Цветы высокой параллели.
 
   Или о том, что «под Красноярском косят травы, за Минусинском жнут ячмень…», а здесь у нас, в тундре, «на яр взобравшись тяжело, не может отдышаться лето, оно в пути изнемогло». Мы узнавали свое житье, свои радости и заботы в них, в этих простых стихах учителя.
   В 1941 году Игнатий Дмитриевич выехал из Игарки в Красноярск. Уехал и навсегда оставил в наших сердцах любовь к литературе, к великому русскому языку. Мы тоже подросли и стали рабочими, моряками, строителями, а затем и воинами, сражавшимися на многих фронтах Отечественной войны.
   Кончилось детство, неспокойное, бурное детство. Осталось оно в далеком замечательном городе Игарке, где мы неводили рыбу, добывали куропаток, «копали грядки в тундре», трудились над книгой «Мы из Игарки», переписывались с Горьким и Роменом Ролланом, помогали взрослым на лесобирже и в порту, порой огорчали тех, кто давал нам все: и знания, и силу, и любовь к Родине своей, к своему народу.
   Наши добрые, дорогие старшие друзья! Пусть эти строчки будут маленьким свидетельством того, что мы никогда не забываем наших добрых и хороших учителей!
   Война. Фронт. Громадные расстояния, великие и тяжелые дни разделяли нас с нашим учителем и поэтом. Из-за близорукости он не попал на фронт, но тем не менее всегда оставался в строю. И родной его голос из далекой Сибири доносился до нас, фронтовиков.
   Помню, на днепровском плацдарме сидели мы, голодные, отрезанные от наших рекой, и вовсе нам не до стихов было. Ночью на плацдарм переправились свежие части. Мы подались к «новичкам» «подстрелить» на завертку табачку. В норке, по-стрижиному вырытой в яру, мелькнул огонек. Я туда. Подхожу и слышу из-за плащ-палатки, загораживающей вход:
 
Всю ночь в тайге буянили метели,
К востоку тяжко пробивая путь,
В снегу завязли стрельчатые ели,
До сорока к утру упала ртуть.
 
 
Надели кедры пышные кухлянки,
Сугробами тайга заметена…
Старик рыбак проснулся спозаранку:
«Какой тут сон… Тут, парень, не до сна».
 
 
Старик рыбак идет проверить сети.
На Енисее гулко рвется лед:
Тайга оцепенела на рассвете,
Лиловый пар от проруби плывет.
 
 
Могучи осетры на Енисее,
И с ними трудно сладить старику,
Но знает он: чем сети тяжелее,
Тем легче земляку-фронтовику.
 
 
Туман окутал каменные гряды,
Заря зажгла багряные костры,
Лежат на льду, как грозные снаряды,
Пудовые литые осетры.
 
   Родной, нераскатистый, не цветистый, а простой, чуть суровый голос долетел до далекого Днепра. Долетел — и тепло от него стало. Еще больше захотелось драться с этой непрошеной фашистской ордой, которая на погибель себе явилась на нашу землю. От мала до велика поднялись на нее российские люди. И тот старик, что поднял из-подо льда «пудовых литых осетров», тоже участвовал в этой битве, участвовал и поэт, учитель наш. Он тоже боролся в меру своих сил и своего таланта.
   Я выпросил тогда у пехотинца газетную вырезку с этим стихотворением и долго таскал ее в нагрудном кармане и читал своим друзьям.

(ЗАПИСИ)
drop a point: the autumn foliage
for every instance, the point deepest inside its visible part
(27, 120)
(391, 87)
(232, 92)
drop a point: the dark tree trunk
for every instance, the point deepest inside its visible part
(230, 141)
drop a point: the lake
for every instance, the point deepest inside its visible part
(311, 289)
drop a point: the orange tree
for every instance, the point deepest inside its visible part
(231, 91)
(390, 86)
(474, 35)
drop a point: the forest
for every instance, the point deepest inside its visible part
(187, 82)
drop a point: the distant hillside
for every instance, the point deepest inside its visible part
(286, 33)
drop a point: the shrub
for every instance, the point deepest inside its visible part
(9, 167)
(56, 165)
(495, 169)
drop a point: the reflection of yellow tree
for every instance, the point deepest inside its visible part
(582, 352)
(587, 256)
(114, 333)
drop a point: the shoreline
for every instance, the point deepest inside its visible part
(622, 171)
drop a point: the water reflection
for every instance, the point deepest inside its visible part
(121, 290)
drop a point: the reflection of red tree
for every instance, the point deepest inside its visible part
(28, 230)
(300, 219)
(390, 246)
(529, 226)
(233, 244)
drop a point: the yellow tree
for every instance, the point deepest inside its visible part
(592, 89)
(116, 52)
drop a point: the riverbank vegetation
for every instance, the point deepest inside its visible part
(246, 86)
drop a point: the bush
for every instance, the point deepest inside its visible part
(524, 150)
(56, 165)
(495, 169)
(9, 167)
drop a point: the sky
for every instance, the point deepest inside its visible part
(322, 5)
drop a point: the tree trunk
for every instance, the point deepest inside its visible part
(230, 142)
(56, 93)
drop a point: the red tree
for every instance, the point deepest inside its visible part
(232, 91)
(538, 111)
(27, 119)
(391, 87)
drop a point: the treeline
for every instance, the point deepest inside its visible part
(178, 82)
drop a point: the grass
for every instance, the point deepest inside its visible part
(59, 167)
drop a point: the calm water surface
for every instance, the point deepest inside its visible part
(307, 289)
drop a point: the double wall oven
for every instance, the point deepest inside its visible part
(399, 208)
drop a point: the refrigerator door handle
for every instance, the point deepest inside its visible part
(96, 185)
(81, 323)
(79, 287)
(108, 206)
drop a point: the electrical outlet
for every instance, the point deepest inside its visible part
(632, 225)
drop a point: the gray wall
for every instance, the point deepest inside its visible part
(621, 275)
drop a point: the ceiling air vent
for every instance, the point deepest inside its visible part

(КОРОТКАЯ ЗАДАЧА) Продолжите приведенные выше воспоминания об игарском учителе Игнатии Дмитриевиче, начав сразу после их последнего предложения.

(ИТОГОВЫЙ РЕЗУЛЬТАТ)
   Они часто говорили мне:
   — Повезло тебе. Вишь, у какого человека учился!
   Я и сам так думаю: повезло. Не всякому дано учиться у такого преподавателя, не всякому дано иметь такого старшего друга. Однако это совсем не значит, что преподаватель истории, географии, русского языка и особенно литературы, не пишущий стихов и рассказов и не собирающийся стать поэтом, не может сделать так, чтобы каждый его ученик говорил потом: мне повезло. Ведь очень легко и просто сказать детям, будто Буревестник Горького — это революционер, а Пингвин — буржуй. Гораздо труднее разбудить в сердцах ребятишек любовь к этому Буревестнику, дать крылья и мечту к полету, бесстрашие к бурям.
   И где-то здесь, совсем близко, та тропа, по которой рядом идут обыкновенный школьный учитель и писатель. У них почти одна и та же задача: звать людей вперед. Вот почему для меня лично поэт Рождественский неотделим от учителя Игнатия Дмитриевича Рождественского, оба они в полете, оба зовут с собой в заманчивые, порой неизведанные дали.
   В одном из стихотворений Игнатий Дмитриевич Рождественский сказал:
 
Я себя не мыслю без Сибири
И без дорогих сибиряков!
 
   И действительно, Рождественского можно смело назвать певцом Сибири и, если хотите, сибирским рудознатцем. Давно и прочно он прирос сердцем к своему огромному, необычайно богатому Красноярскому краю.
   Это сейчас стало модно и не зазорно даже для столичных писателей и поэтов обращать «свой взор» на Сибирь. В летнее время (зимой в Сибири студено и трудно проехать по ней с комфортом, особенно на север) на самолетах и красавцах теплоходах, преимущественно в каютах первого класса, по Енисею катаются столичные писатели с командировками Литфонда, и частенько открывают давно открытое, и восхищаются тем, что для людей, работающих и живущих здесь, является само собой разумеющимся: «Ах, Заполярье! Ах, мерзлота! И скажите, живут люди, и, знаете, ничего живут, не плачут, и дома строят, и не в медвежьих шубах, а в шелковых платьях ходят, и, понимаете, поют, „Подмосковные вечера“ поют! Ах, герои! Ах, покорители суровой Сибири!»
   Может показаться, что несколько преувеличиваю эти «ахи», но стоит только поглядеть на путевые заметки писателей, появляющиеся в центральных газетах каждое лето (я еще раз подчеркиваю — лето, ибо зимой в Сибирь писатели не ездят). Так вот, все эти путевые заметки пестрят этими «ахами», этим праздным наивным удивлением заезжих гастролеров.
   Но живут в Сибири писатели и поэты, для которых родной край никогда не был отхожим промыслом. К сожалению, до последнего времени их творчеству уделялось, да и сейчас еще уделяется, очень мало внимания. Некоторым из них за признанием нужно было уехать в столицу. Только за последние годы в Москву переехали писатель Г. Марков, С. Сартаков, поэты В. Федоров, Ю. Левитанский и другие.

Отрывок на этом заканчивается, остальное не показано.